◆ DADOS FORNECIDOS
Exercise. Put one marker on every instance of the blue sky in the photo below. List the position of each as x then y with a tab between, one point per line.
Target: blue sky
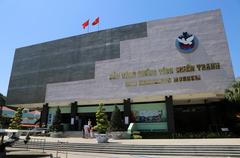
28	22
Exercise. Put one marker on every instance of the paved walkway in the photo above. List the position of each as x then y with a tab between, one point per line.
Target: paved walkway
212	141
227	141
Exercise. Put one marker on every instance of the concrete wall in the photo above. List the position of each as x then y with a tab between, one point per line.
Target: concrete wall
155	51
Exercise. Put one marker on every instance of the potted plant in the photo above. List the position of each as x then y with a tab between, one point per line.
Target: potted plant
56	128
102	125
116	124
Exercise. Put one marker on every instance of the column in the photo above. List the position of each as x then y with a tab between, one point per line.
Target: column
73	115
127	111
44	116
170	114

◆ OBJETIVO
Troque "potted plant" por "houseplant" em todo o material e reproduza-o sem outras alterações. Por favor, deixe as imagens fora da resposta.

◆ RESULTADO ABAIXO
Exercise. Put one marker on every instance of the blue sky in the photo below. List the position of each as x then y with a tab between, one point per line.
Target: blue sky
28	22
Exercise. Put one marker on every instance of the paved walkway in the photo above. List the position of each as x then y with a tab between, one point per line.
Target: paved walkway
212	141
227	141
Exercise. Put one marker on every instance of the concrete wall in the photo above. List the position of each as x then y with a tab between, one point per line.
Target: concrete wall
155	51
Exercise. Put one marker on every instance of the houseplant in the photo above. List the position of each as x then y with a tab between, one point per line.
Target: houseplant
56	128
102	125
116	124
Exercise. Put one marker on every instance of the column in the photo above. List the position of each as x then y with a tab between, one point per line.
Target: column
73	115
127	111
44	116
170	114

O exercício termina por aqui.